▸ Region pointing data

_ _ _ _ _

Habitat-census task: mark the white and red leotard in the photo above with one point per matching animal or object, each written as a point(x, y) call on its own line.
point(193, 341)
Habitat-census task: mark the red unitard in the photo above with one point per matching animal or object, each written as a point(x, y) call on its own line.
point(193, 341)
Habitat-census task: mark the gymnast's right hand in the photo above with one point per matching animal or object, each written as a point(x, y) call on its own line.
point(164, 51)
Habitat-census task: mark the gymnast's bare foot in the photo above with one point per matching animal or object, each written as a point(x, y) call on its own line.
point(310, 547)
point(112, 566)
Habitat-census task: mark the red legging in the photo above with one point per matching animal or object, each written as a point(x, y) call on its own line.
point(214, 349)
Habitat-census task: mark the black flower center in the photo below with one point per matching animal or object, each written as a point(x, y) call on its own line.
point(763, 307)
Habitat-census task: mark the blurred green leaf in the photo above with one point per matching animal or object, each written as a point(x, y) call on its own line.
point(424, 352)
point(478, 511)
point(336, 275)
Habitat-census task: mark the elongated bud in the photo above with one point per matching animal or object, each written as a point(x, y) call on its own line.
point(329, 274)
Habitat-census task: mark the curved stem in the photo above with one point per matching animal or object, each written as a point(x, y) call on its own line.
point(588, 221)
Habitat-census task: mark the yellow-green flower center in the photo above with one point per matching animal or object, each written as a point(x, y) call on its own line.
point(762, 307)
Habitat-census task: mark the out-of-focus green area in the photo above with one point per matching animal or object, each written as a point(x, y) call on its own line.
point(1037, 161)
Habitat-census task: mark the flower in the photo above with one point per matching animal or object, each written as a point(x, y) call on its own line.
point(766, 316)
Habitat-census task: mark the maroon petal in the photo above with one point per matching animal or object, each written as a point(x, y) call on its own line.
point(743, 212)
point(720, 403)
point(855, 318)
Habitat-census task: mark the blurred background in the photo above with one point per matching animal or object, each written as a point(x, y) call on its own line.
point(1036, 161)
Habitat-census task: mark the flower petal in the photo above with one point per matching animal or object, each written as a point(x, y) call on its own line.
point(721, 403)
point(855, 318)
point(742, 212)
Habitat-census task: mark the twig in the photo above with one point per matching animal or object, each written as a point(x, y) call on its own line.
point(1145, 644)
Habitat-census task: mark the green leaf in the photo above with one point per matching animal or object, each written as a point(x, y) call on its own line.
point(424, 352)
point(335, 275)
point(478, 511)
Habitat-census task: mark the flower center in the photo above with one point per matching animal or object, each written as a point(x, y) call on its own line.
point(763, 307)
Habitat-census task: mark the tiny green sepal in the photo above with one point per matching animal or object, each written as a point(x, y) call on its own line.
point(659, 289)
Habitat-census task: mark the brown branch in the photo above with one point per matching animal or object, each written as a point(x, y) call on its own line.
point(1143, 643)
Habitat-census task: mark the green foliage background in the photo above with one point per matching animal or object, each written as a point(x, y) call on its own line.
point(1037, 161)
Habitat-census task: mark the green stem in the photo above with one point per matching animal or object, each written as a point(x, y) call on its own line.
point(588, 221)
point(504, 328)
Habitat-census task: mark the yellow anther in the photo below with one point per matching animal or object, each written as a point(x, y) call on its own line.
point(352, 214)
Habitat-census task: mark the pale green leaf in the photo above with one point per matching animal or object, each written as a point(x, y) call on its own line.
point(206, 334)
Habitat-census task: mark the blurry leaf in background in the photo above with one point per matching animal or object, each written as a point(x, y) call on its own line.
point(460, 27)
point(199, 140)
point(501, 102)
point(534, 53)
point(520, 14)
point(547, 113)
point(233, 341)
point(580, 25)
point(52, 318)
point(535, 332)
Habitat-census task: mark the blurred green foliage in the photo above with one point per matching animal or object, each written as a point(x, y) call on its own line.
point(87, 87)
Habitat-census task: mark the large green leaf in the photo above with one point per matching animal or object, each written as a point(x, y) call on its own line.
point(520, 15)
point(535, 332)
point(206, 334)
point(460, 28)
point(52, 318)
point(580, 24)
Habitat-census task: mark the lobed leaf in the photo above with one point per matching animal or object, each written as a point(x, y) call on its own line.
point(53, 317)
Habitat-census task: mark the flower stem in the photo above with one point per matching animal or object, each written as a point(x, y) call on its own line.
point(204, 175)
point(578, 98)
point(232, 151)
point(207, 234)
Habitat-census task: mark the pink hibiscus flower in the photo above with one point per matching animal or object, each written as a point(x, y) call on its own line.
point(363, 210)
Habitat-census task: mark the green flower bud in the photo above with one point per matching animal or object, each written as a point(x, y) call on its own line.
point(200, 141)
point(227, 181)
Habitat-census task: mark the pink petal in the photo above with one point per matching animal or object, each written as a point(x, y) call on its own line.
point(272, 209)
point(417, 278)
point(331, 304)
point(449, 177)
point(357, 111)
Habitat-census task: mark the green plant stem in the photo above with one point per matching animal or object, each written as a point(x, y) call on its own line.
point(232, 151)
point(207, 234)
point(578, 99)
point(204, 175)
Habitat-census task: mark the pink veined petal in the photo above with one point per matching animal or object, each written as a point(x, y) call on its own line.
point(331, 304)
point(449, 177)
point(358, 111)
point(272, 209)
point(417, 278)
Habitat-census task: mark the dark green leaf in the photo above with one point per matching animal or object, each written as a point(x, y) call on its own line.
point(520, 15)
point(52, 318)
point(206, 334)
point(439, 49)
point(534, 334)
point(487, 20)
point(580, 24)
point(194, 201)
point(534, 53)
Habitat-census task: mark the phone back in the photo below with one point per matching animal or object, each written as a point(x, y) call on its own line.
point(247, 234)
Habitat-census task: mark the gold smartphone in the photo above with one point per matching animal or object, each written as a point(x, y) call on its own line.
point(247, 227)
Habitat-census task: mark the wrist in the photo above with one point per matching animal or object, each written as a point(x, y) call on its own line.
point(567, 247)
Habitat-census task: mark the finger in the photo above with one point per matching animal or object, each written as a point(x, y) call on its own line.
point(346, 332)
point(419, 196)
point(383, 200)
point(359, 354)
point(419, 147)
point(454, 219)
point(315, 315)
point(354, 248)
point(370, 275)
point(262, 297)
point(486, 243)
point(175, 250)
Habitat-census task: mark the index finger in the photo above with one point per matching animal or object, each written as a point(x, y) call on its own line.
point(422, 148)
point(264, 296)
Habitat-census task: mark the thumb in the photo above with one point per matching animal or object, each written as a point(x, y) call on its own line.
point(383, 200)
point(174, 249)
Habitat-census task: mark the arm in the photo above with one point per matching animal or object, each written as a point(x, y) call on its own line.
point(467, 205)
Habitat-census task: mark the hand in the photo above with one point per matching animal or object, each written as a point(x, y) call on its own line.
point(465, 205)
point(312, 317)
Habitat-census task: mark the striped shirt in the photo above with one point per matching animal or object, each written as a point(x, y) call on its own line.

_ _ _ _ _

▸ WHAT NEEDS TO BE DONE
Quote all the records exactly, please, leaving none out.

▸ ANSWER TO THE EXERCISE
Habitat-census task: mark the white and red leotard in the photo above with one point per matching animal or object, each written as a point(x, y) call on its own line.
point(193, 341)
Habitat-census task: mark the red unitard in the photo above with one point per matching animal or object, each written as a point(x, y) call on its own line.
point(193, 341)
Habitat-census task: mark the gymnast's right hand in the photo above with one point per matching animal or object, each written as a point(x, y) call on its own line.
point(164, 51)
Habitat-census task: mark the gymnast's bare foot in the photo above with one point per matching animal or object, each written as a point(x, y) call on its own line.
point(310, 547)
point(112, 566)
Habitat-census task: mark the red legging in the photo above with one point per matching animal or object, each written as a point(x, y) call on its own line.
point(214, 349)
Habitat-census task: mark the black flower center in the photo below with one point per matching animal or object, each written as a point(x, y) call on its own line.
point(763, 307)
Habitat-census task: mark the blurred green leaf in the photo above with one point per matching animal or object, each written as a point(x, y) call on its own line.
point(424, 352)
point(478, 511)
point(336, 275)
Habitat-census task: mark the elongated bud in the photo above with one point per matching animal or object, each written as a point(x, y) call on its own line.
point(329, 274)
Habitat-census task: mark the curved stem in the photo above with one point per matching animal or object, each written as a point(x, y) call on its own line.
point(588, 221)
Habitat-census task: mark the yellow-green flower center in the photo above with one point per matching animal or object, each written as a point(x, y) call on its own line.
point(762, 307)
Habitat-census task: mark the out-of-focus green area in the photo above with one point per matching animal or object, each written as a point(x, y) call on its own line.
point(1037, 161)
Habitat-census task: mark the flower in the photo above with one point per matching animal or object, each written as a point(x, y) call on its own line.
point(766, 316)
Habitat-census task: mark the maroon petal in the photo above with one point per matching animal or object, each written as a point(x, y) call on its own line.
point(743, 212)
point(720, 403)
point(855, 318)
Habitat-census task: mark the blurred background in the photo above with one point per matching animal or object, each written as a point(x, y) call on its own line.
point(1036, 161)
Habitat-census task: mark the flower petal in the photo above with one point per matching animal or object, each written as a point(x, y) call on its own line.
point(721, 403)
point(855, 318)
point(742, 212)
Habitat-census task: mark the twig in the photo above with one point per matching animal or object, each written as a point(x, y) call on its own line.
point(1145, 644)
Habitat-census task: mark the green leaf in the photo above with one point per matching animal or object, each written as a point(x, y) call on its own line.
point(424, 352)
point(335, 275)
point(478, 511)
Habitat-census task: mark the flower center in the photo above with one point per matching animal or object, each written as a point(x, y) call on its own line.
point(763, 307)
Habitat-census task: mark the tiny green sepal in the photo above with one point per matching animal or object, each written as a point(x, y) call on its own line.
point(659, 289)
Habitat-census task: mark the brown branch in the photo above with one point per matching animal or object, each written as a point(x, y) call on its own line.
point(1143, 643)
Habitat-census task: mark the green foliage background in the photo above with one point per matching animal or object, each written as a point(x, y) call on its own line.
point(1037, 161)
Habitat-census task: mark the green stem in the photo above with one point per matching animal or object, each written as a point(x, y) call on its own line.
point(588, 221)
point(504, 328)
Habitat-census task: mark the yellow anther in the photo below with one point per matching animal or object, each written as a point(x, y) call on its own line.
point(352, 214)
Habitat-census task: mark the pale green leaf in the photo above with one point per matching animal or object, each written as a point(x, y) call on its own line.
point(206, 334)
Habitat-census task: mark the blurry leaf in background in the photo above with one point per matching animal or object, each written as a point(x, y) call on its own line.
point(460, 27)
point(199, 140)
point(501, 102)
point(534, 53)
point(520, 14)
point(547, 113)
point(233, 341)
point(580, 25)
point(52, 318)
point(535, 332)
Habitat-census task: mark the blurred green foliage in the photo above with one point per matching animal or object, each written as a point(x, y) call on its own line.
point(87, 87)
Habitat-census task: mark the large green leaf in the photo above with one point per matching animal or object, each written as a point(x, y) call on its own line.
point(520, 15)
point(535, 332)
point(206, 334)
point(460, 28)
point(52, 318)
point(580, 24)
Habitat-census task: mark the lobed leaf in the photo above with one point per matching animal or object, each written as a point(x, y) call on its own line.
point(53, 317)
Habitat-census task: mark the flower stem in the photo above with one point per matching animal or object, each written as a point(x, y) call on its own line.
point(204, 175)
point(578, 98)
point(232, 151)
point(207, 234)
Habitat-census task: mark the pink hibiscus flower in the photo above with one point per matching animal or object, each written as a point(x, y) call on its own line.
point(363, 210)
Habitat-census task: mark the green flower bud in the photo above with one point per matching animal or object, each written as a point(x, y) call on its own line.
point(200, 141)
point(227, 181)
Habitat-census task: mark the pink petal in the photo above with one point per matching animal or object, each written as a point(x, y) call on its own line.
point(272, 209)
point(417, 278)
point(331, 304)
point(449, 177)
point(357, 111)
Habitat-census task: mark the green plant stem in the photo above with one point per matching animal or object, each written as a point(x, y) call on its own line.
point(232, 151)
point(207, 234)
point(578, 99)
point(204, 175)
Habitat-census task: mark the pink veined petal in the photo above with one point per matching animal or object, each written as a point(x, y) call on its own line.
point(331, 304)
point(449, 177)
point(358, 111)
point(272, 209)
point(417, 278)
Habitat-census task: mark the dark green leaf in the photo above with one point per matching animal or object, each written as a point(x, y) call on its own line.
point(520, 15)
point(52, 318)
point(206, 334)
point(439, 49)
point(534, 334)
point(487, 20)
point(580, 24)
point(194, 201)
point(534, 53)
Habitat-census task: mark the phone back in the photo below with one point per matching animal or object, each written as a point(x, y) call on its own line.
point(247, 234)
Habitat-census task: mark the gold smartphone in the photo above with one point per matching animal or object, each written as a point(x, y) call on its own line.
point(247, 227)
Habitat-census task: mark the wrist in the photo above with one point per matching animal or object, each written as a point(x, y) call on its own line.
point(567, 247)
Habitat-census task: mark the finger in the photo above with one point per matching animal or object, each written as a point(x, y) call on its own line.
point(346, 332)
point(419, 196)
point(383, 200)
point(359, 354)
point(419, 147)
point(454, 219)
point(315, 315)
point(354, 248)
point(370, 275)
point(262, 297)
point(486, 243)
point(175, 250)
Habitat-census task: mark the index finger in the photo above with one point per matching animal or object, each written as a point(x, y) call on its own line.
point(422, 148)
point(264, 296)
Habitat-census task: mark the thumb in the photo above with one point per matching animal or object, each written as a point(x, y) call on its own line.
point(383, 200)
point(174, 249)
Habitat-census task: mark the arm in the photo above with one point per matching animal or object, each written as a point(x, y) call on its own line.
point(467, 205)
Habitat-census task: mark the hand in the photo above with one point per matching animal or object, each written as a point(x, y) call on its own line.
point(465, 205)
point(312, 317)
Habitat-census task: mark the striped shirt in the photo above with one point per matching animal or object, each written as a point(x, y) call on its own line.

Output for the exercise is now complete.